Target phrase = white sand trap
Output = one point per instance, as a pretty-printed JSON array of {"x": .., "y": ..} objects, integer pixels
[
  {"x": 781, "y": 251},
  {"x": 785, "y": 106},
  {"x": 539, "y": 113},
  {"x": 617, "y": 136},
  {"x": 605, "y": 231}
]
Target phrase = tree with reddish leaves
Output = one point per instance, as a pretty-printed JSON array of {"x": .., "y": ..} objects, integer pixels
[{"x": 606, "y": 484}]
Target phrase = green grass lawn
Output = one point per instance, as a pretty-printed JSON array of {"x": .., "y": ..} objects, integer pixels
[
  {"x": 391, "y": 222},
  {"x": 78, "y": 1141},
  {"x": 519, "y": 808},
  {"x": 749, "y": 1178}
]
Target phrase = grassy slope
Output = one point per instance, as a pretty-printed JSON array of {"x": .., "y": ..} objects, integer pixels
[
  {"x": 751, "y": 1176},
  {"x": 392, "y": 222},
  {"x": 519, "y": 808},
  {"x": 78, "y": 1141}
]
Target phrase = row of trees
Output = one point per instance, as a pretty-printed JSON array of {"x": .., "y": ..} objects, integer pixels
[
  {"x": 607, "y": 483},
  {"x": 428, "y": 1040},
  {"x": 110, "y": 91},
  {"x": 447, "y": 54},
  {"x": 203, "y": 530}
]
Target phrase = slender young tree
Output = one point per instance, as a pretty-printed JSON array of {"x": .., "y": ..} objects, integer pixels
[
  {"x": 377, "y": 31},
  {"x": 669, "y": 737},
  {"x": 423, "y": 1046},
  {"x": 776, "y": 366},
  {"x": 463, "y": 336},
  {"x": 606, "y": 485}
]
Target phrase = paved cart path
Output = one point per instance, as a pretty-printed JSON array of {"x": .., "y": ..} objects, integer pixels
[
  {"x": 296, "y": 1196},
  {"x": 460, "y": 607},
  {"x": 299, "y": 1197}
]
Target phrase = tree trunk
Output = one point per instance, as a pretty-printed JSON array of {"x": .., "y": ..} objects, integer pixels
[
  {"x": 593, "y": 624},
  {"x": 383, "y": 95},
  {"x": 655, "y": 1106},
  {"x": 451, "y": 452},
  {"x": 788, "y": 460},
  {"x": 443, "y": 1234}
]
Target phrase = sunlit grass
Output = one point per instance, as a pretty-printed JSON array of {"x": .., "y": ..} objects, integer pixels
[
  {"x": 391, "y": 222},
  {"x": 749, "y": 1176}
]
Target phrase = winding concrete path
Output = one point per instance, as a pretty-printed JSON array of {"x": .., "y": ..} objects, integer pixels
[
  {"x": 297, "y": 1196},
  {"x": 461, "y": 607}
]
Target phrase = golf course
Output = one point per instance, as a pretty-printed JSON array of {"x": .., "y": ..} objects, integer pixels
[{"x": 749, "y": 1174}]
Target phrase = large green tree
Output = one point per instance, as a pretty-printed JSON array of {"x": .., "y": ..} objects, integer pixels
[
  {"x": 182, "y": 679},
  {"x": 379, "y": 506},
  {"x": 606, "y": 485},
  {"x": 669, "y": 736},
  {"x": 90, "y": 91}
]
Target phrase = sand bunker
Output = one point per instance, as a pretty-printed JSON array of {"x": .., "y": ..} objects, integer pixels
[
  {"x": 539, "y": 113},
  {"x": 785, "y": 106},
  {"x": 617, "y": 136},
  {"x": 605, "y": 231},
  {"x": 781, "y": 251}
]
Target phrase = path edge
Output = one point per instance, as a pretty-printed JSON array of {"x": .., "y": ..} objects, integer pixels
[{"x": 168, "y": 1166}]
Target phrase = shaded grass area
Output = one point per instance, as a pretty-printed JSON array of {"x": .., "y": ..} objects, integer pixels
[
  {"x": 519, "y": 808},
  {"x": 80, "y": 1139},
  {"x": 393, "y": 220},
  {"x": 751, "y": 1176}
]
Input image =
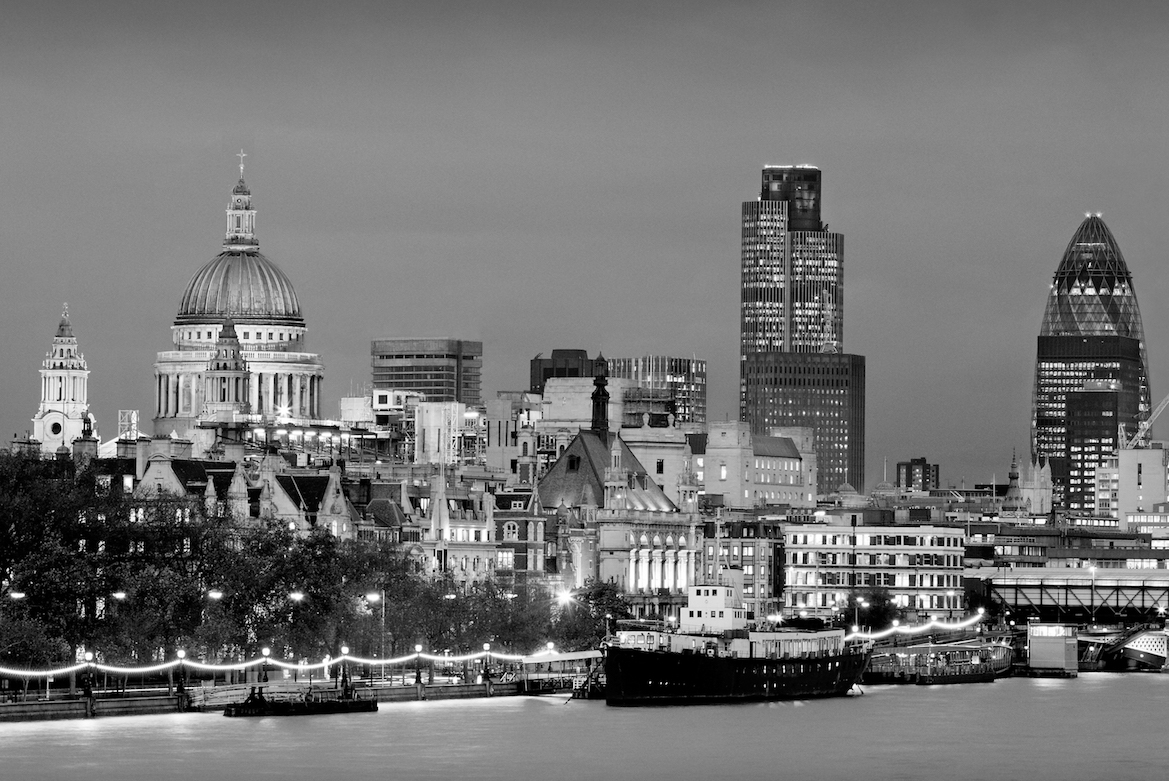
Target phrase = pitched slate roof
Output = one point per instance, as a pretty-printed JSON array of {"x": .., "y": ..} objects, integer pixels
[
  {"x": 305, "y": 490},
  {"x": 578, "y": 477},
  {"x": 776, "y": 447}
]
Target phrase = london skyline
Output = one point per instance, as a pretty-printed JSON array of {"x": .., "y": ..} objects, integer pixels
[{"x": 543, "y": 179}]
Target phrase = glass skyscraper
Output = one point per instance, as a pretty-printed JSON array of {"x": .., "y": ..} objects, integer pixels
[
  {"x": 791, "y": 370},
  {"x": 1091, "y": 332}
]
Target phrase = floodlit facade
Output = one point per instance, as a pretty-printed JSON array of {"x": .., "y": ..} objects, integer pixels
[{"x": 1091, "y": 331}]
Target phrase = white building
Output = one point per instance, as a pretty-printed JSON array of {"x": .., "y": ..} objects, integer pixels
[
  {"x": 919, "y": 566},
  {"x": 239, "y": 287},
  {"x": 63, "y": 414}
]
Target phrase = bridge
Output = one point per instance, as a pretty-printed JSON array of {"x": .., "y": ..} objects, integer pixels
[{"x": 1080, "y": 595}]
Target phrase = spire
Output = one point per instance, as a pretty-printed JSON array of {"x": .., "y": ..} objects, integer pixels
[
  {"x": 64, "y": 329},
  {"x": 241, "y": 218},
  {"x": 600, "y": 403}
]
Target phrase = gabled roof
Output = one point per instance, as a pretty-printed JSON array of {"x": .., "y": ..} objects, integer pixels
[
  {"x": 386, "y": 512},
  {"x": 775, "y": 447},
  {"x": 697, "y": 443},
  {"x": 308, "y": 491},
  {"x": 578, "y": 477}
]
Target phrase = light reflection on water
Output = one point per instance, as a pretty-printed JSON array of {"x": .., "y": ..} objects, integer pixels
[{"x": 1098, "y": 726}]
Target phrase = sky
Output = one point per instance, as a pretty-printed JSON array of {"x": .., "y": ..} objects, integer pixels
[{"x": 569, "y": 175}]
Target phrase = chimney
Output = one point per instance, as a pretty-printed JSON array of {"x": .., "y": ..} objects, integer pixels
[{"x": 601, "y": 403}]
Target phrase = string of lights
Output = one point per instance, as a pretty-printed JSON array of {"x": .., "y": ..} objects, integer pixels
[
  {"x": 915, "y": 630},
  {"x": 299, "y": 667}
]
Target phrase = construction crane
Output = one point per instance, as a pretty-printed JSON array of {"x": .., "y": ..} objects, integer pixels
[{"x": 1142, "y": 429}]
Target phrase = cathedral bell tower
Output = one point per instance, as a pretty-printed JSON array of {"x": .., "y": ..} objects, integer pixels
[{"x": 64, "y": 393}]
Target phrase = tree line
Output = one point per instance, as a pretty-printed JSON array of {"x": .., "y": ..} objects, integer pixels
[{"x": 84, "y": 567}]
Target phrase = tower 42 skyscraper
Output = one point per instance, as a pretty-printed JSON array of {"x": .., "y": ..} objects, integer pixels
[
  {"x": 791, "y": 371},
  {"x": 1091, "y": 331}
]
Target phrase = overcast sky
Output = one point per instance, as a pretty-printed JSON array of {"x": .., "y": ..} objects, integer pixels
[{"x": 543, "y": 175}]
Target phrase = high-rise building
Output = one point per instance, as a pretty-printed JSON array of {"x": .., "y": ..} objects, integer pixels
[
  {"x": 1091, "y": 331},
  {"x": 917, "y": 475},
  {"x": 1091, "y": 444},
  {"x": 823, "y": 392},
  {"x": 564, "y": 363},
  {"x": 793, "y": 268},
  {"x": 444, "y": 370},
  {"x": 791, "y": 325},
  {"x": 684, "y": 379}
]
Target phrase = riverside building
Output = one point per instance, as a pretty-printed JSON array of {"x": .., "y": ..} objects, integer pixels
[{"x": 919, "y": 566}]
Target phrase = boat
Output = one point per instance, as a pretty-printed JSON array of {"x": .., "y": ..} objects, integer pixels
[
  {"x": 717, "y": 656},
  {"x": 969, "y": 661},
  {"x": 308, "y": 703}
]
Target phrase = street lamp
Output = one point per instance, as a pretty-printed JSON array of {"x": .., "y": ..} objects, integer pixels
[
  {"x": 1092, "y": 596},
  {"x": 182, "y": 674},
  {"x": 374, "y": 598}
]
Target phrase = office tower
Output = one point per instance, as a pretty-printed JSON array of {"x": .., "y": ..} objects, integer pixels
[
  {"x": 791, "y": 325},
  {"x": 564, "y": 363},
  {"x": 917, "y": 475},
  {"x": 824, "y": 392},
  {"x": 1091, "y": 331},
  {"x": 793, "y": 268},
  {"x": 683, "y": 379},
  {"x": 444, "y": 370},
  {"x": 1092, "y": 430}
]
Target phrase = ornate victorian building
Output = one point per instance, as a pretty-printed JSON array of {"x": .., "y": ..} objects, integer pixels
[
  {"x": 63, "y": 414},
  {"x": 239, "y": 338}
]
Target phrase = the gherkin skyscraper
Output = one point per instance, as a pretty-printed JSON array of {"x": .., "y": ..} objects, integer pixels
[{"x": 1091, "y": 332}]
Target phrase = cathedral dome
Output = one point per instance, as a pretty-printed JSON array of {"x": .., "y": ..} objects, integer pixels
[{"x": 242, "y": 285}]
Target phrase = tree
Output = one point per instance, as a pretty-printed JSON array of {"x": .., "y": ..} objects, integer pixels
[{"x": 589, "y": 616}]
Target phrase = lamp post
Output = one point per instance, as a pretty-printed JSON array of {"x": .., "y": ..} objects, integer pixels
[
  {"x": 182, "y": 676},
  {"x": 1092, "y": 595},
  {"x": 380, "y": 596}
]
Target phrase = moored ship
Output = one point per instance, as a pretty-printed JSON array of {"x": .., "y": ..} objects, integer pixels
[{"x": 717, "y": 656}]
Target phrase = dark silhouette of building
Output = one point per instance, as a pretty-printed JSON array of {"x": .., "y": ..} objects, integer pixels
[
  {"x": 565, "y": 363},
  {"x": 917, "y": 475},
  {"x": 444, "y": 370},
  {"x": 1091, "y": 331},
  {"x": 791, "y": 325}
]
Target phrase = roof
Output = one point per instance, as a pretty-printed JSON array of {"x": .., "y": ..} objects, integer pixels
[
  {"x": 579, "y": 476},
  {"x": 697, "y": 443},
  {"x": 308, "y": 491},
  {"x": 776, "y": 447}
]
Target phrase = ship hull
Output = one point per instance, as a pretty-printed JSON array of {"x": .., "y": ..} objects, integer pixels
[{"x": 637, "y": 677}]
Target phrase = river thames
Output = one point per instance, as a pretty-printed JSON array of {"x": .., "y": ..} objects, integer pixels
[{"x": 1097, "y": 726}]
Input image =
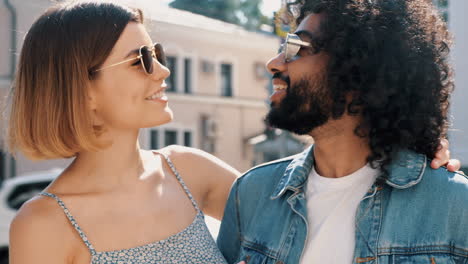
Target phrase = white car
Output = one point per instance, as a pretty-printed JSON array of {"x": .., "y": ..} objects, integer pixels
[{"x": 13, "y": 193}]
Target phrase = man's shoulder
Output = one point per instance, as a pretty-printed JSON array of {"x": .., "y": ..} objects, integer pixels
[
  {"x": 275, "y": 168},
  {"x": 445, "y": 183}
]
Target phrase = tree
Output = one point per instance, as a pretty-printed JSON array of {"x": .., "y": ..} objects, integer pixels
[{"x": 241, "y": 12}]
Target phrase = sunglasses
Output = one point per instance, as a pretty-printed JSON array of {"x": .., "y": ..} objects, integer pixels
[
  {"x": 292, "y": 45},
  {"x": 146, "y": 56}
]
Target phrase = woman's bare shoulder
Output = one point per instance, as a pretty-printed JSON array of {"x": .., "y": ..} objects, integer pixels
[
  {"x": 197, "y": 158},
  {"x": 39, "y": 228}
]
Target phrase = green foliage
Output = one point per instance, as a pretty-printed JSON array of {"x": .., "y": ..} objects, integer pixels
[{"x": 241, "y": 12}]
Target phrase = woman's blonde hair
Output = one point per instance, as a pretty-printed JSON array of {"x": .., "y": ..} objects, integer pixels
[{"x": 49, "y": 115}]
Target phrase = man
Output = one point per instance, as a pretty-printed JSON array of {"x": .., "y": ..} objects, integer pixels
[{"x": 369, "y": 80}]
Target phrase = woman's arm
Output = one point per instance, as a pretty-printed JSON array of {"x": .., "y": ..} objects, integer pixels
[
  {"x": 36, "y": 236},
  {"x": 210, "y": 176}
]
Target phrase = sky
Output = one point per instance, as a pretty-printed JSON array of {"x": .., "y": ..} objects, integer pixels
[{"x": 268, "y": 6}]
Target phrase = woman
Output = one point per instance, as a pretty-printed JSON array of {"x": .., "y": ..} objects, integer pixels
[
  {"x": 87, "y": 82},
  {"x": 89, "y": 78}
]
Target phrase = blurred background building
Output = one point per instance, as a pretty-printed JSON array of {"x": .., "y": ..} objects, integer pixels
[{"x": 219, "y": 87}]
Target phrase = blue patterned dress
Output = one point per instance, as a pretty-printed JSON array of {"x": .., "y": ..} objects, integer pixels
[{"x": 192, "y": 245}]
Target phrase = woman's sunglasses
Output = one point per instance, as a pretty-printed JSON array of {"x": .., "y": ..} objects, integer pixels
[{"x": 146, "y": 55}]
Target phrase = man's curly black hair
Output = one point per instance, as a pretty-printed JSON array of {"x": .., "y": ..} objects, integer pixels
[{"x": 392, "y": 56}]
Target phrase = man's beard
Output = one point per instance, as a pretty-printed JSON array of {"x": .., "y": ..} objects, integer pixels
[{"x": 306, "y": 106}]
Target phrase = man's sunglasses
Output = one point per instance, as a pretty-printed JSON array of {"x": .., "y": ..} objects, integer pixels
[
  {"x": 146, "y": 55},
  {"x": 292, "y": 45}
]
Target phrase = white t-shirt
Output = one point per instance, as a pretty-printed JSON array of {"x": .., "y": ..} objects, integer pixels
[{"x": 331, "y": 209}]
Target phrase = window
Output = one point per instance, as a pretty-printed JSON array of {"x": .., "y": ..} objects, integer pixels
[
  {"x": 187, "y": 138},
  {"x": 171, "y": 80},
  {"x": 226, "y": 80},
  {"x": 188, "y": 76},
  {"x": 154, "y": 139},
  {"x": 170, "y": 137},
  {"x": 443, "y": 7}
]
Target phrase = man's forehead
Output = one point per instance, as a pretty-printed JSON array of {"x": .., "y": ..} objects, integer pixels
[{"x": 311, "y": 23}]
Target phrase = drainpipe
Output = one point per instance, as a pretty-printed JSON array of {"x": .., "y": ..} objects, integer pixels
[{"x": 13, "y": 21}]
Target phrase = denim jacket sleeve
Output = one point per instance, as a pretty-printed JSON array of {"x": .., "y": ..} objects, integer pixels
[{"x": 229, "y": 237}]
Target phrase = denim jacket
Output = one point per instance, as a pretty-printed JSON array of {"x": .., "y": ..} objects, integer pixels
[{"x": 419, "y": 215}]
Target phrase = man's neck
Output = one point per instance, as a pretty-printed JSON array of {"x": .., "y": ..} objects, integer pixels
[{"x": 338, "y": 151}]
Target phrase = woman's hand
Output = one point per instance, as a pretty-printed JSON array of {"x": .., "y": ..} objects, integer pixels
[{"x": 442, "y": 158}]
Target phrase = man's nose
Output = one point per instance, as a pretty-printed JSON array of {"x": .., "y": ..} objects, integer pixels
[
  {"x": 276, "y": 64},
  {"x": 160, "y": 72}
]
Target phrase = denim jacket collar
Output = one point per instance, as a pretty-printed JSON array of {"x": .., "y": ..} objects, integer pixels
[
  {"x": 406, "y": 170},
  {"x": 296, "y": 173}
]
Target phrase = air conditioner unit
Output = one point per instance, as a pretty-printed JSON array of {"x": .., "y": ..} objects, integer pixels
[
  {"x": 207, "y": 66},
  {"x": 209, "y": 127}
]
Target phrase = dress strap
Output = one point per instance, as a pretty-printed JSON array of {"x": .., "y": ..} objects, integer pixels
[
  {"x": 181, "y": 181},
  {"x": 72, "y": 221}
]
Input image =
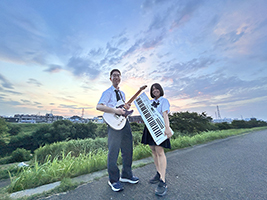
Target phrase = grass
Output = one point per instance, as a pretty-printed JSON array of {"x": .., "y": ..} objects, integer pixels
[{"x": 69, "y": 166}]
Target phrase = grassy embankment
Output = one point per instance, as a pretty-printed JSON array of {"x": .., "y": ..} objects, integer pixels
[{"x": 69, "y": 166}]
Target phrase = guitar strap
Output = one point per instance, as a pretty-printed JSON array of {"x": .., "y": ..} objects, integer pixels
[{"x": 119, "y": 95}]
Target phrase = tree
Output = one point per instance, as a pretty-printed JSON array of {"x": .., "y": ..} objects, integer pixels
[{"x": 186, "y": 122}]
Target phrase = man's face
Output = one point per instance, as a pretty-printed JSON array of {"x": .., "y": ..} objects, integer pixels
[{"x": 115, "y": 78}]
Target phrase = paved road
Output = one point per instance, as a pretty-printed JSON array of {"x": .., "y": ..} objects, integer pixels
[{"x": 232, "y": 168}]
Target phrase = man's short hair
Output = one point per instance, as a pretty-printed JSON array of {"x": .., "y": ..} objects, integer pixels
[{"x": 114, "y": 70}]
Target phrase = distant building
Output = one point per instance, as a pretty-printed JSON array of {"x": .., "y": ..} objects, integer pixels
[
  {"x": 98, "y": 119},
  {"x": 137, "y": 119}
]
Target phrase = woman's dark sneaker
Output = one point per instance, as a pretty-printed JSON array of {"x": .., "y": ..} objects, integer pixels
[
  {"x": 155, "y": 179},
  {"x": 116, "y": 186},
  {"x": 161, "y": 189}
]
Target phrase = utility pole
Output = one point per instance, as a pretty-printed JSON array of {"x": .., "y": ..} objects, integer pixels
[
  {"x": 219, "y": 116},
  {"x": 82, "y": 112}
]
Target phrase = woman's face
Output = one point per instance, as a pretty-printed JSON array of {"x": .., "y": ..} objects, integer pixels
[{"x": 155, "y": 92}]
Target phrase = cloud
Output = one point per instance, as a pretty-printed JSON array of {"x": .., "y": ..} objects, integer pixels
[
  {"x": 33, "y": 81},
  {"x": 141, "y": 60},
  {"x": 23, "y": 39},
  {"x": 96, "y": 52},
  {"x": 80, "y": 67},
  {"x": 25, "y": 101},
  {"x": 53, "y": 69},
  {"x": 9, "y": 91},
  {"x": 5, "y": 83}
]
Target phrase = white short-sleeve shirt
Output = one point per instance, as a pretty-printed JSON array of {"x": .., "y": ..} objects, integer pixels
[{"x": 108, "y": 97}]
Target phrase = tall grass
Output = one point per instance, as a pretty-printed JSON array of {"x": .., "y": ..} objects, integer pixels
[{"x": 55, "y": 169}]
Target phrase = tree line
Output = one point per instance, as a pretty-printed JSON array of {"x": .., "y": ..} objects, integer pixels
[{"x": 186, "y": 123}]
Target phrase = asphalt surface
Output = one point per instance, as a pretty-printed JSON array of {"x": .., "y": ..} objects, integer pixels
[{"x": 231, "y": 168}]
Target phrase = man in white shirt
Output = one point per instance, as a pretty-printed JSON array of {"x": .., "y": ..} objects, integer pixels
[{"x": 117, "y": 139}]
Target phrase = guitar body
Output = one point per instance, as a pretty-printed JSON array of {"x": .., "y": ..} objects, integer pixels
[{"x": 115, "y": 121}]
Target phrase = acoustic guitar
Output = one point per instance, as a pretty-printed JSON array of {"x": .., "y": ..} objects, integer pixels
[{"x": 116, "y": 121}]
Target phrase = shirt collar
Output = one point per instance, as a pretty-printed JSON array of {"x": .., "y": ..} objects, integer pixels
[
  {"x": 158, "y": 100},
  {"x": 113, "y": 88}
]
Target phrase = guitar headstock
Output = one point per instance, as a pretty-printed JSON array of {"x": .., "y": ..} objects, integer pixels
[{"x": 143, "y": 87}]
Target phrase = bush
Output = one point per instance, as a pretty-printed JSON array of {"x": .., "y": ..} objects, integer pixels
[
  {"x": 76, "y": 147},
  {"x": 20, "y": 155}
]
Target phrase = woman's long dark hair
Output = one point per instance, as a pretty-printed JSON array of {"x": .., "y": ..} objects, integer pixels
[{"x": 158, "y": 86}]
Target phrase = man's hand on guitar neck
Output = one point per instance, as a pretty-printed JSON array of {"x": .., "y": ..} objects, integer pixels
[
  {"x": 127, "y": 106},
  {"x": 119, "y": 111}
]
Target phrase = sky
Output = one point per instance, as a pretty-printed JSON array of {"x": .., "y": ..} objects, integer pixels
[{"x": 56, "y": 56}]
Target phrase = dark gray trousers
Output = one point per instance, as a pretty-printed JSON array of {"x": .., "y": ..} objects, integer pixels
[{"x": 120, "y": 140}]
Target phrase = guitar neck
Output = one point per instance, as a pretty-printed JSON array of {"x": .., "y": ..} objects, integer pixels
[{"x": 134, "y": 96}]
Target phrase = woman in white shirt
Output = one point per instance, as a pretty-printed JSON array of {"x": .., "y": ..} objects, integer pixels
[{"x": 163, "y": 106}]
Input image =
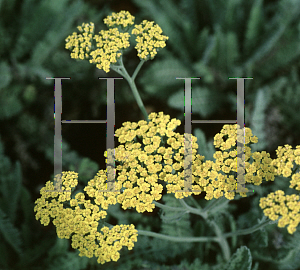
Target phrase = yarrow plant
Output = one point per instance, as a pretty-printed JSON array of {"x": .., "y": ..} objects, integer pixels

• Assignment: From the very first line of the records down to the line with "Target phrase = tree trunk", please write out each line exactly, including both ends and no other lines.

• Your response:
Target phrase = white sand trap
Output = one point per instance, as a pretty-printed JSON array of {"x": .., "y": ..} objects, integer pixels
[
  {"x": 781, "y": 251},
  {"x": 785, "y": 106},
  {"x": 539, "y": 113},
  {"x": 617, "y": 136},
  {"x": 605, "y": 231}
]
Target phrase = tree with reddish leaves
Output = one point per instance, as a pretty-printed JSON array of {"x": .., "y": ..} objects, integer pixels
[{"x": 606, "y": 484}]
Target phrase = green grass lawn
Output = one point per instance, as a pretty-printed JSON array of {"x": .., "y": ..} objects, integer pixels
[
  {"x": 391, "y": 222},
  {"x": 78, "y": 1141},
  {"x": 519, "y": 808},
  {"x": 749, "y": 1178}
]
Target phrase = grassy slope
Output = one point per instance, as a pretty-printed JSON array of {"x": .., "y": ..} objects, integer pixels
[
  {"x": 751, "y": 1176},
  {"x": 392, "y": 222},
  {"x": 519, "y": 808},
  {"x": 78, "y": 1141}
]
Target phrase = row of trees
Output = one point per instance, as a pretty-printed JSON array of {"x": .., "y": ..} objects, integer pixels
[
  {"x": 607, "y": 483},
  {"x": 428, "y": 1040},
  {"x": 110, "y": 91},
  {"x": 447, "y": 54},
  {"x": 203, "y": 530}
]
Target phrase = slender young tree
Output = one point per instance, as a pretty-printed JSON array of {"x": .., "y": ..} objects, integer pixels
[
  {"x": 377, "y": 31},
  {"x": 669, "y": 737},
  {"x": 423, "y": 1046},
  {"x": 776, "y": 366},
  {"x": 463, "y": 336},
  {"x": 606, "y": 485}
]
Target phrase = paved cart path
Output = one point per instance, as a pretty-printed JSON array of {"x": .., "y": ..} objects, integer pixels
[
  {"x": 296, "y": 1196},
  {"x": 460, "y": 607},
  {"x": 299, "y": 1197}
]
Target phrase = tree trunk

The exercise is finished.